* Objetivo da tarefa *
Pode citar, sem alterar nada, a parte do excerto sobre a emigração portuguesa que vai desde "Note-se ainda que, numa" até "pátria do passado?", inclusive?

* Excerto *
Elisa Ferreira, Eurodeputada, in Jornal de Notícias
É raro que hoje entremos num restaurante, café ou loja e não sejamos acolhidos por um simpático sotaque brasileiro ou por um quase imperceptível matiz eslavo. E, aos poucos, até começámos a acreditar estarmos transformados num país verdadeiramente europeu, com cidades que brevemente seriam os pólos dinâmicos de multiculturalismo de que, segundo muitos, nasce a vitalidade que as projecta internacionalmente; numa versão mais modesta, começámos a acreditar que o país repulsivo para os seus cidadãos que durante décadas fomos - enviando os mais inconformados (muitas vezes, os mais dinâmicos), através do mundo (da França e Alemanha à Suíça e Luxemburgo, do Brasil à América do Norte e Venezuela) -, estava transformado num país dominantemente desejado e atraente para os muitos, de todas as raças e cores, que procuram, como nós próprios fizéramos no passado, um futuro melhor...
Reconheça-se que esta atracção de cidadãos estrangeiros não é isenta de problemas, designadamente a nível de ajustamento e inserção; no entanto, também é certo que, em muitas sociedades de acolhimento (como também já se vai verificando em Portugal), os imigrantes são hoje o grupo social que se dispõe a realizar tarefas que outros recusam, o que mais alimenta o rejuvenescimento da população e um que é contribuinte líquido não desprezível para a Segurança Social.
Note-se ainda que, numa sociedade globalizada como é a actual, o intercâmbio de pessoas, ideias ou capitais não só é uma riqueza única como é também uma realidade incontornável; assim, importa mais tentar perceber o modo como nos inserimos nela e as margens dentro das quais podemos ajudar a moldá-la do que meramente criticá-la ou contestá-la. Neste quadro, e voltando à questão inicial, será mesmo real que os portugueses se inserem hoje neste espaço global acolhendo e aproveitando as oportunidades que lhes são abertas ou será que continuamos ainda sujeitos a algumas tensões dominantemente repulsivas em relação à terra pátria do passado?
Antecipando as conclusões que virão a ser publicadas no Relatório da OCDE sobre Migrações Internacionais, a divulgar em Junho, um artigo publicado no passado dia 5, no "Diário de Notícias", chamava, a este propósito, a atenção para o facto de, entre 2000 e 2006, "a percentagem de emigrantes (nacionais) para os principais destinos de emigração ter aumentado de 52,6%". Algumas informações adicionais fornecidas pelos investigadores nacionais que colaboraram no referido estudo e por outros peritos entrevistados permitem concluir que Portugal, ao contrário daquela intuição inicial, permanece uma fortíssima fonte de emigração para antigos e novos destinos.

* Dados fornecidos *
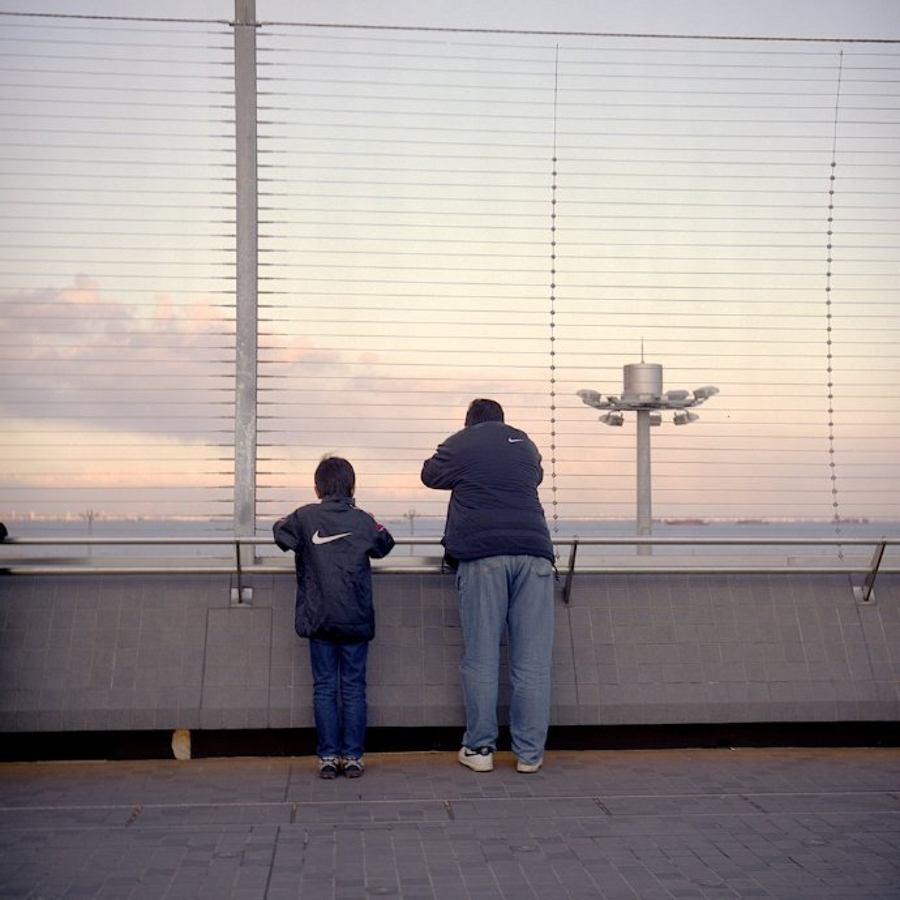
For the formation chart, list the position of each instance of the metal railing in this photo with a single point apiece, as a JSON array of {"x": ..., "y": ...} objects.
[{"x": 568, "y": 565}]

* Resposta *
Note-se ainda que, numa sociedade globalizada como é a actual, o intercâmbio de pessoas, ideias ou capitais não só é uma riqueza única como é também uma realidade incontornável; assim, importa mais tentar perceber o modo como nos inserimos nela e as margens dentro das quais podemos ajudar a moldá-la do que meramente criticá-la ou contestá-la. Neste quadro, e voltando à questão inicial, será mesmo real que os portugueses se inserem hoje neste espaço global acolhendo e aproveitando as oportunidades que lhes são abertas ou será que continuamos ainda sujeitos a algumas tensões dominantemente repulsivas em relação à terra pátria do passado?